_ASSIGNMENT_. Once you find the line with "the handball ball" in the data below, transcribe exactly each line from there to the line with "the blue jeans", inclusive, and nothing else. Drop the pictures.

⁂

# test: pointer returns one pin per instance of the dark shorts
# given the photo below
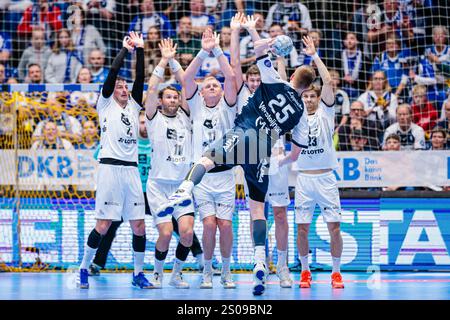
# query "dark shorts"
(251, 150)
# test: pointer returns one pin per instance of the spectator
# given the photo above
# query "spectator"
(358, 142)
(438, 54)
(293, 17)
(445, 123)
(51, 138)
(352, 65)
(64, 63)
(38, 53)
(438, 139)
(200, 20)
(85, 36)
(149, 18)
(187, 43)
(412, 137)
(342, 102)
(90, 136)
(3, 78)
(97, 66)
(357, 121)
(43, 16)
(378, 101)
(390, 62)
(392, 143)
(389, 21)
(246, 45)
(424, 114)
(84, 98)
(34, 74)
(69, 127)
(5, 55)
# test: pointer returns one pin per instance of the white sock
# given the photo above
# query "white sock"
(187, 186)
(89, 254)
(138, 262)
(336, 264)
(177, 266)
(305, 263)
(260, 254)
(208, 266)
(225, 264)
(159, 266)
(282, 257)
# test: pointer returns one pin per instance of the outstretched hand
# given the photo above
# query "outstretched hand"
(249, 22)
(209, 40)
(168, 49)
(137, 39)
(309, 48)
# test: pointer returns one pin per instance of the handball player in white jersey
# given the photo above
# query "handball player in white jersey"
(278, 189)
(316, 182)
(119, 191)
(213, 111)
(169, 131)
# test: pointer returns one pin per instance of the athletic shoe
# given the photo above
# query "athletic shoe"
(179, 198)
(94, 270)
(336, 281)
(283, 275)
(141, 281)
(259, 278)
(157, 280)
(83, 282)
(177, 281)
(227, 280)
(305, 279)
(206, 281)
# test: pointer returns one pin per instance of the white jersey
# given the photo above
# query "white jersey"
(209, 124)
(242, 97)
(320, 153)
(119, 129)
(171, 140)
(412, 139)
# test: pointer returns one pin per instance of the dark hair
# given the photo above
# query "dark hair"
(171, 88)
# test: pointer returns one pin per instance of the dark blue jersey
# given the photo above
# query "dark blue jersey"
(275, 106)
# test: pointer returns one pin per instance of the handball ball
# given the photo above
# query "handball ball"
(282, 45)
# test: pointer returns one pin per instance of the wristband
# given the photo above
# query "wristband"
(202, 54)
(159, 72)
(217, 52)
(174, 65)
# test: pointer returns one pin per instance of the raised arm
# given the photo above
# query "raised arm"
(327, 94)
(230, 91)
(208, 43)
(235, 26)
(110, 82)
(138, 85)
(151, 102)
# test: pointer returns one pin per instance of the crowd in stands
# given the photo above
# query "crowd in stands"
(390, 61)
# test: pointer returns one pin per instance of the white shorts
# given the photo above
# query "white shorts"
(157, 193)
(119, 193)
(216, 194)
(321, 189)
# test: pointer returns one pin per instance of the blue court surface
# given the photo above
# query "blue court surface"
(358, 286)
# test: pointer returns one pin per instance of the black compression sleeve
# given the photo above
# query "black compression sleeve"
(110, 82)
(138, 85)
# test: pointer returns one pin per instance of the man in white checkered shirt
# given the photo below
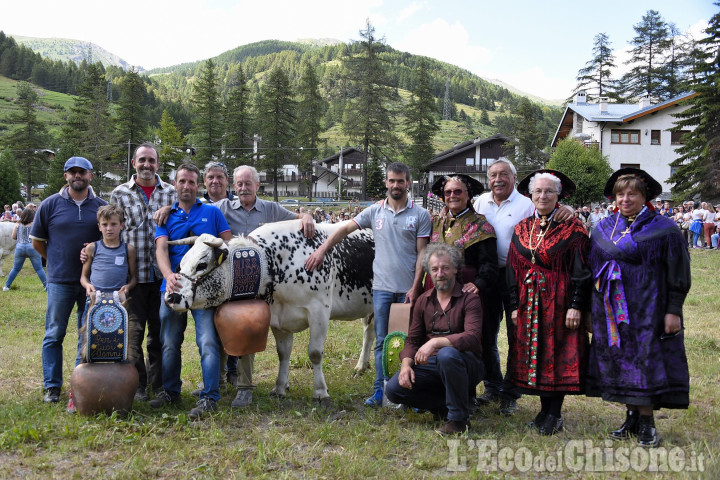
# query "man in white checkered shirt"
(145, 196)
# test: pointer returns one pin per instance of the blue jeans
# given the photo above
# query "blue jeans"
(23, 251)
(172, 334)
(62, 297)
(381, 307)
(447, 380)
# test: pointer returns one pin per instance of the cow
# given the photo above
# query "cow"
(7, 244)
(298, 299)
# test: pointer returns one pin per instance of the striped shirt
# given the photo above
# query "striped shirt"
(139, 225)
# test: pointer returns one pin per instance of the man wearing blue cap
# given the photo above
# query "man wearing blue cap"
(64, 222)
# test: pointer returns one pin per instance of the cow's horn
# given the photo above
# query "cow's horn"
(183, 241)
(215, 242)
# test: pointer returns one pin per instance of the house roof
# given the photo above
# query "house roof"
(616, 112)
(464, 146)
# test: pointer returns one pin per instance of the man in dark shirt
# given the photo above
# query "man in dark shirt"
(441, 361)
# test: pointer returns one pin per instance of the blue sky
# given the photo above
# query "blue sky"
(536, 46)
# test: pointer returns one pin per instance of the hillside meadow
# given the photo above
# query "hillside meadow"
(296, 438)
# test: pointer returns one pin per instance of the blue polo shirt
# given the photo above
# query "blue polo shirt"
(66, 227)
(202, 218)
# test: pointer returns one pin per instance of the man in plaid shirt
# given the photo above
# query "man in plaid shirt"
(145, 196)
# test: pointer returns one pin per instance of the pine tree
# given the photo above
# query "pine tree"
(276, 122)
(310, 111)
(238, 122)
(697, 170)
(421, 124)
(132, 124)
(89, 132)
(596, 77)
(587, 167)
(28, 137)
(170, 151)
(207, 127)
(10, 185)
(367, 118)
(649, 49)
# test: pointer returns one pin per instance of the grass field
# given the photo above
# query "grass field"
(294, 437)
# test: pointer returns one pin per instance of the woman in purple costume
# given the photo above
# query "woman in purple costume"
(641, 271)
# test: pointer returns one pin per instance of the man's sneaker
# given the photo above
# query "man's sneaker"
(204, 406)
(508, 407)
(141, 395)
(487, 398)
(52, 395)
(164, 398)
(376, 399)
(243, 398)
(454, 427)
(71, 403)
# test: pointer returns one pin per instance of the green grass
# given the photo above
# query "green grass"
(295, 437)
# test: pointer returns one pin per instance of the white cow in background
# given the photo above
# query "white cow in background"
(298, 299)
(7, 244)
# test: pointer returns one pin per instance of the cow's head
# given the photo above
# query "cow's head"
(196, 269)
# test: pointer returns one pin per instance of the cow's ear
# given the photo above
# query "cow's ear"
(222, 254)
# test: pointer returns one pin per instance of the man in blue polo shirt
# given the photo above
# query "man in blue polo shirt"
(188, 217)
(64, 222)
(401, 230)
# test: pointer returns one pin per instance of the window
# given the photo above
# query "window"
(655, 137)
(676, 138)
(625, 137)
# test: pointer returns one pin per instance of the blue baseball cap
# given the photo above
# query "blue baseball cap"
(79, 162)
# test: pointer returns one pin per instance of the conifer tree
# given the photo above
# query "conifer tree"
(207, 127)
(238, 121)
(276, 122)
(27, 138)
(310, 111)
(649, 47)
(421, 124)
(368, 119)
(596, 77)
(697, 170)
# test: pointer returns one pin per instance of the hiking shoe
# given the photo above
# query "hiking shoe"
(242, 399)
(508, 407)
(375, 400)
(454, 427)
(204, 406)
(141, 395)
(52, 395)
(71, 403)
(164, 398)
(487, 398)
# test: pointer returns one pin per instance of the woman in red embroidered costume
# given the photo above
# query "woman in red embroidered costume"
(549, 283)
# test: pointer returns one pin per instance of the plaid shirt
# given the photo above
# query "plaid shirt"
(139, 226)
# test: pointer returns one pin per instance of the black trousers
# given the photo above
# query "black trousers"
(143, 307)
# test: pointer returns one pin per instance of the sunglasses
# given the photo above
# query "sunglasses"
(457, 192)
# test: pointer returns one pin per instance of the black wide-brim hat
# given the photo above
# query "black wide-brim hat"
(568, 186)
(474, 187)
(653, 186)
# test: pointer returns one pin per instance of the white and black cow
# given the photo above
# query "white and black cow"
(298, 299)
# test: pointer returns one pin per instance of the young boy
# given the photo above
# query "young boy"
(110, 264)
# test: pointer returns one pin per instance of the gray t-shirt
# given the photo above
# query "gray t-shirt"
(242, 221)
(396, 237)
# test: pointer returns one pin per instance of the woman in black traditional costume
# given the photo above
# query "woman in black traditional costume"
(641, 268)
(549, 284)
(467, 230)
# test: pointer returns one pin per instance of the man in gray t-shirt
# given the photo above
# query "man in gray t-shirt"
(401, 230)
(244, 214)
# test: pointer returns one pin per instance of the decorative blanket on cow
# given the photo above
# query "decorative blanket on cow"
(106, 329)
(249, 271)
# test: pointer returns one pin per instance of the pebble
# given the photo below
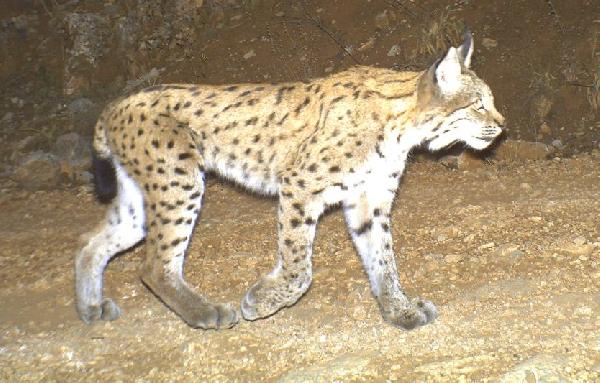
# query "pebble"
(39, 170)
(394, 51)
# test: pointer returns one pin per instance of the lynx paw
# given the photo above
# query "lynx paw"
(418, 313)
(108, 310)
(211, 316)
(269, 295)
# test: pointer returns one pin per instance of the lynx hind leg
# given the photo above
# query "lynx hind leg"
(292, 275)
(171, 212)
(368, 219)
(122, 228)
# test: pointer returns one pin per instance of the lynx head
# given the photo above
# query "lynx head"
(451, 90)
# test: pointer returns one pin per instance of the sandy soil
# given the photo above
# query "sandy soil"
(509, 253)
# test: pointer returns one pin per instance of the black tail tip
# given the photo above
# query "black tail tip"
(105, 178)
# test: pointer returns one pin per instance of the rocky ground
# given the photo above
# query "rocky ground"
(508, 247)
(510, 253)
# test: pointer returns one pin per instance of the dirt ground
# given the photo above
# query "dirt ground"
(509, 253)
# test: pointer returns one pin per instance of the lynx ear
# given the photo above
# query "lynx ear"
(465, 51)
(447, 72)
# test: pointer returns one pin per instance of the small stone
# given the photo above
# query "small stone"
(469, 161)
(545, 129)
(541, 368)
(38, 171)
(453, 258)
(489, 43)
(525, 186)
(515, 150)
(394, 51)
(486, 246)
(449, 161)
(557, 144)
(382, 20)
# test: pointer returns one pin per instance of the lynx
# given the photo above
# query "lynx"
(343, 139)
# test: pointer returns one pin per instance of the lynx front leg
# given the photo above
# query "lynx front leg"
(292, 275)
(368, 219)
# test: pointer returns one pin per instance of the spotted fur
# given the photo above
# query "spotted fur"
(343, 139)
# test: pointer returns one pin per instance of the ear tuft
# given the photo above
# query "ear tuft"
(465, 50)
(447, 73)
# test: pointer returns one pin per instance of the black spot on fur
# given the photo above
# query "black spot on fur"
(366, 226)
(105, 178)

⁂

_ANSWER TO THIS EXERCISE_.
# test: pointer returns one pin per instance of the handball ball
# given the photo above
# query "handball ball"
(282, 45)
# test: pointer returns one pin per instance of the wristband
# given the photo above
# query "wristband"
(202, 54)
(159, 72)
(217, 52)
(174, 65)
# test: pointer returns one pin per instance of the raised arm
# given the photo above
# query "raised arm"
(327, 94)
(230, 91)
(208, 43)
(235, 26)
(110, 82)
(138, 85)
(151, 102)
# test: pointer returns one pin per instance of the crowd in stands
# given the photo above
# query "crowd in stands"
(390, 61)
# test: pointer returns one pin per instance of the white shorts
# given the photo above
# query "white shorts"
(157, 193)
(119, 193)
(216, 194)
(321, 189)
# test: pointer returns one pin per instance of the blue court surface
# given the photo above
# query "blue court surface"
(358, 286)
# test: pointer returns one pin per instance of the black compression sleeve
# given the photo above
# query "black compression sleeve"
(110, 82)
(138, 85)
# test: pointer returns one pin per instance of the man in white checkered shirt
# given the photo below
# query "man in white checkered shirt"
(145, 196)
# test: pointer returns one pin per instance of the blue jeans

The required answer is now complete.